= Instructions for the task =
Lay out the section of the rows that starts with the line containing "For the record, the woman has" and ends with the line containing "[989,821,1023,874]", both included, as a numbered list, dropping any blank lines.

Object detection data:
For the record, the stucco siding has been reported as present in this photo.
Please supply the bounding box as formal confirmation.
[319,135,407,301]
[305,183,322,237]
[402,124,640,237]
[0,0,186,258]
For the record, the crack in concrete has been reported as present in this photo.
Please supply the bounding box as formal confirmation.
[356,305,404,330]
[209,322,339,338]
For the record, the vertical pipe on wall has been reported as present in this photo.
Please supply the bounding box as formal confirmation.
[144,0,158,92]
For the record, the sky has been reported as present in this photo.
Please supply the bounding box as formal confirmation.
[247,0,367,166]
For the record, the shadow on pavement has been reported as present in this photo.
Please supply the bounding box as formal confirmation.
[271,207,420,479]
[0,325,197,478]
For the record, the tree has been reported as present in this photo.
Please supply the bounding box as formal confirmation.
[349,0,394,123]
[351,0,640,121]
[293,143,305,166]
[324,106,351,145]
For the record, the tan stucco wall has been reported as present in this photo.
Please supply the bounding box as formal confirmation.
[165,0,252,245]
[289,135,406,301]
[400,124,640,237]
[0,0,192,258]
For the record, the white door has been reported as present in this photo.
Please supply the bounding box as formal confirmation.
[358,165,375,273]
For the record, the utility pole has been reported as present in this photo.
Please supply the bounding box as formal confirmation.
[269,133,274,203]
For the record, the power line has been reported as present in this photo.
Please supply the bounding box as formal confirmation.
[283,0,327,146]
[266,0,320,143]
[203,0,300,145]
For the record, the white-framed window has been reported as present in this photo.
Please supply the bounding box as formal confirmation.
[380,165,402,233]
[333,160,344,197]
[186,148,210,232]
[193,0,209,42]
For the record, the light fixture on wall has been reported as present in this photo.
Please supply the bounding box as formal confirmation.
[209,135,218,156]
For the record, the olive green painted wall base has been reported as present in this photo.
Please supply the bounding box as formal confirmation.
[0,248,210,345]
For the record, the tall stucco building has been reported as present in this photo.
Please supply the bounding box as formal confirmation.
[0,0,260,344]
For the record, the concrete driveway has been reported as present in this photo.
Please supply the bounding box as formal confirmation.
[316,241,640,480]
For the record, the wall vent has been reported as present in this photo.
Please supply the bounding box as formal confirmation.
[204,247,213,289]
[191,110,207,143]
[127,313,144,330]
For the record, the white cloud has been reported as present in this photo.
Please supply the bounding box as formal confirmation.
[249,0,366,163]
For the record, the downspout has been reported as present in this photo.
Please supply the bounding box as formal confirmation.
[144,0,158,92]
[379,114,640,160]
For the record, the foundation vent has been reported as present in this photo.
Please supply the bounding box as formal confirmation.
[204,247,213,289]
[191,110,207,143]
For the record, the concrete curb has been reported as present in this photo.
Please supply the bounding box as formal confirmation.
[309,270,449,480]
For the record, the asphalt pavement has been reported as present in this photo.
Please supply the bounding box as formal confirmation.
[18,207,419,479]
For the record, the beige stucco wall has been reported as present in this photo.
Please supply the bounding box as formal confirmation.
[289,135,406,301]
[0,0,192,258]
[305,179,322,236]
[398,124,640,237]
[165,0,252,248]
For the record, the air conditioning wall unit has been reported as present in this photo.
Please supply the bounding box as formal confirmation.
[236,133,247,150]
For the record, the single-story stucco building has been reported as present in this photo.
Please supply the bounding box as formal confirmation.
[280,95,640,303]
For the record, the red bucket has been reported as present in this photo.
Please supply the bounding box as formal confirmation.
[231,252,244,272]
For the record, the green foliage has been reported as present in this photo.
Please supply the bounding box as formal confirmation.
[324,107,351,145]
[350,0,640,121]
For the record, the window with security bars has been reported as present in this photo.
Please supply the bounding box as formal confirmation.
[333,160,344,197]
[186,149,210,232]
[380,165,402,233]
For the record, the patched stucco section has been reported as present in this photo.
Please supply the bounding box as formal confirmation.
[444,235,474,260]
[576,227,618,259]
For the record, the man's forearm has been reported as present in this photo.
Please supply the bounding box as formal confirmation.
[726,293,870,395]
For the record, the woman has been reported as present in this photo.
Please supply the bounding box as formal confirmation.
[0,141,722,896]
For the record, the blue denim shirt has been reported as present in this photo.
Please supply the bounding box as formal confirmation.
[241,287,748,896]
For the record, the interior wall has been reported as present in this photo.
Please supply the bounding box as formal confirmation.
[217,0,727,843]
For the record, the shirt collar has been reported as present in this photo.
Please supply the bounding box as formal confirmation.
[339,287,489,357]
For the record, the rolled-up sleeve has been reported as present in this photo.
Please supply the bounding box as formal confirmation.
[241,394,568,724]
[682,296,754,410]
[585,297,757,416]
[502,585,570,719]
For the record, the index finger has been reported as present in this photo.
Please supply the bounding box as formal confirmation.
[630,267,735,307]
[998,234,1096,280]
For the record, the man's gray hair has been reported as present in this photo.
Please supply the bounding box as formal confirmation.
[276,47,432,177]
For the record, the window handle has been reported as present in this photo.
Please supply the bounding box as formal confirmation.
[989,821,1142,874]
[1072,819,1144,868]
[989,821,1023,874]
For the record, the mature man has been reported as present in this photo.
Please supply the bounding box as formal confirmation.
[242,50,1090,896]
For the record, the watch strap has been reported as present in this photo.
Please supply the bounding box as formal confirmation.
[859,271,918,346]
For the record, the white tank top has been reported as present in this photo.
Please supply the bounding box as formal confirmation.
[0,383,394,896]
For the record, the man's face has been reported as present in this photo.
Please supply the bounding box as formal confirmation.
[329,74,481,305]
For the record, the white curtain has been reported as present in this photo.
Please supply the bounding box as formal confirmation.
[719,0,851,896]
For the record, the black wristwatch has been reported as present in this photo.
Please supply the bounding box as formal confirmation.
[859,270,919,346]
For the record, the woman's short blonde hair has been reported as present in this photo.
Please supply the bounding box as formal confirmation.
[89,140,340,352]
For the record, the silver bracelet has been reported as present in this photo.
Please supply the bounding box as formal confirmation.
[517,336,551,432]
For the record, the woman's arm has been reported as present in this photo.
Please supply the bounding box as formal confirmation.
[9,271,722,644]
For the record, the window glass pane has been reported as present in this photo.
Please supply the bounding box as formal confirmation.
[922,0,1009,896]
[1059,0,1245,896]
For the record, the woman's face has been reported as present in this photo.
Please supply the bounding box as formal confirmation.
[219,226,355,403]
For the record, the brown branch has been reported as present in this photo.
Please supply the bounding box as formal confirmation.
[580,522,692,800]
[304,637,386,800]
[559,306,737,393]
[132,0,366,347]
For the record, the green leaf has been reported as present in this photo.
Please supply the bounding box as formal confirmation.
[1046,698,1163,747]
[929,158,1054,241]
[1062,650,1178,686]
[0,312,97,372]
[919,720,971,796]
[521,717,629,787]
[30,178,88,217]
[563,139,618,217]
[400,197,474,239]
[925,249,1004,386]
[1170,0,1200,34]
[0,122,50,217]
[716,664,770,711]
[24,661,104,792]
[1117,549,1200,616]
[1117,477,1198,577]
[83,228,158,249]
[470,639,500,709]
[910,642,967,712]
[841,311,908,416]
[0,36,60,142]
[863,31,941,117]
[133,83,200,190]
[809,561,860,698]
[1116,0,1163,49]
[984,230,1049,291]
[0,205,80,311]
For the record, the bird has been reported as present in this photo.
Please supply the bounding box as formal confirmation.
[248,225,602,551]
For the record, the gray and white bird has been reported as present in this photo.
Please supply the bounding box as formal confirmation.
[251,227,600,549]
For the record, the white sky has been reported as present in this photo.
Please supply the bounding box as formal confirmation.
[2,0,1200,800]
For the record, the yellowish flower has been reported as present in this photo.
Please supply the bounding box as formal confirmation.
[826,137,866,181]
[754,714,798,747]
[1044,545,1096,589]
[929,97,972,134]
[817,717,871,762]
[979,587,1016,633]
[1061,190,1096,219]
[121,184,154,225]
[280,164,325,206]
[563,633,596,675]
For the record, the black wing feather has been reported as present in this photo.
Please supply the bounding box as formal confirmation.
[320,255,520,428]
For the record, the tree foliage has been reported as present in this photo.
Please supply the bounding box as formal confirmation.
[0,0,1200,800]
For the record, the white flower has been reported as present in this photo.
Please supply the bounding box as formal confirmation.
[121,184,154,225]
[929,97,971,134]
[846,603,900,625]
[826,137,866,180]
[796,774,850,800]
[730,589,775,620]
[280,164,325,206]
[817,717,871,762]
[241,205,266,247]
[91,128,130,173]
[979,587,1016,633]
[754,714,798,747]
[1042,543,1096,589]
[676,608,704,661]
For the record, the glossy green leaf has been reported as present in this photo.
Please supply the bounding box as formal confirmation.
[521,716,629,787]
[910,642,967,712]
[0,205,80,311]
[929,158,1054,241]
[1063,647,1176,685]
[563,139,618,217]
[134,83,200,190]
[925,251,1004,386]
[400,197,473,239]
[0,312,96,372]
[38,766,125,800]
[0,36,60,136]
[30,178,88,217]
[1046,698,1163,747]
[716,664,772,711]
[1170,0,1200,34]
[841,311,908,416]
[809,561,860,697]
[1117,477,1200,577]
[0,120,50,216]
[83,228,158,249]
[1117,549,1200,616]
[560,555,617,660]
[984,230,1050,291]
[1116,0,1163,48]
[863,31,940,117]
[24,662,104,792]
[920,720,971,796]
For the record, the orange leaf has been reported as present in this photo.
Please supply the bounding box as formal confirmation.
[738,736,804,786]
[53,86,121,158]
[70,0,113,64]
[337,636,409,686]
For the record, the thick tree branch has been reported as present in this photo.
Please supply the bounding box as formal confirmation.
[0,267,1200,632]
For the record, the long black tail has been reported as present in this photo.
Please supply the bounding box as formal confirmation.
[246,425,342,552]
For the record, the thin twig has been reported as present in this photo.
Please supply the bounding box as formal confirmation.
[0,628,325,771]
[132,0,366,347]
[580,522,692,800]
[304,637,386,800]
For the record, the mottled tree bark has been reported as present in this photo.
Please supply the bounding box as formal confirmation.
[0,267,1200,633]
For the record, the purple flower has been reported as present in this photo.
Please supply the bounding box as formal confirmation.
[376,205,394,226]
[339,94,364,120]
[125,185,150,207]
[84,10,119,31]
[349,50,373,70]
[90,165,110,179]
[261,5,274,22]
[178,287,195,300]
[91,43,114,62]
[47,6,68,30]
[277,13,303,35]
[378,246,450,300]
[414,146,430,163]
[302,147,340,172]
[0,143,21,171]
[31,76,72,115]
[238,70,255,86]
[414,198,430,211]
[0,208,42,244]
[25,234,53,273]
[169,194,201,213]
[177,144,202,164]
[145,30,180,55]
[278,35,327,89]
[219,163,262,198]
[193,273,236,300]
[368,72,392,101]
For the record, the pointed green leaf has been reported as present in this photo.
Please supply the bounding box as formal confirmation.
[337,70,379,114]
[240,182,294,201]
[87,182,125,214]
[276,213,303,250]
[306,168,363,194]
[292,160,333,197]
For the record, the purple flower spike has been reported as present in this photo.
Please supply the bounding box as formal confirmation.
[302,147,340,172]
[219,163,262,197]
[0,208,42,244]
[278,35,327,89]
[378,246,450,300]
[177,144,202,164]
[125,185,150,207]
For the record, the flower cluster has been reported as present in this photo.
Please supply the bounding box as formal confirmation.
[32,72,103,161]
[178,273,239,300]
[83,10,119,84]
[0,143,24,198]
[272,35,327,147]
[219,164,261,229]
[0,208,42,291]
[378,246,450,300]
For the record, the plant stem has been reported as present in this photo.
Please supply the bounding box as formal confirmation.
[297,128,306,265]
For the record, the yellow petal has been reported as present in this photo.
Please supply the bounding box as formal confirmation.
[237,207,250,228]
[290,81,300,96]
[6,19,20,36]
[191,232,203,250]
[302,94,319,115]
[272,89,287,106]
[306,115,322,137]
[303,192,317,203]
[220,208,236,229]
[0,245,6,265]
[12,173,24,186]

= Exercise response =
1. For the record, the woman has been reported as present in this photo.
2. Please supply the bounding box as formal confirmation.
3. [0,141,722,896]
4. For the record, the blue denim shirt has been reported as present in this photo.
5. Please supply the bounding box as formal confirmation.
6. [241,287,748,896]
7. For the record, the interior wall has been reported as present in this photo.
8. Please supply the bounding box as formal confirmation.
9. [217,0,727,843]
10. For the record, the shirt collar has been reported as present in this photo.
11. Please supply the bounding box as formal confirmation.
12. [339,287,489,357]
13. For the record, the rolled-up sleeve has been reported as present in this photo.
14. Please supply the bounding box as formal confirmation.
15. [241,394,568,724]
16. [682,296,754,410]
17. [585,297,757,416]
18. [502,585,570,719]
19. For the record, the index finger has been reported as present in this photo.
20. Please supply the bounding box as formal confirmation.
21. [630,267,735,307]
22. [998,234,1096,280]
23. For the record, the man's gray hair has been reported as present in this photo.
24. Please supply the bounding box as formal confirmation.
25. [276,47,432,177]
26. For the record, the window handle has been reported as present in this photo.
27. Please supply the bounding box as formal confirmation.
28. [989,821,1142,874]
29. [1072,819,1144,868]
30. [989,821,1023,874]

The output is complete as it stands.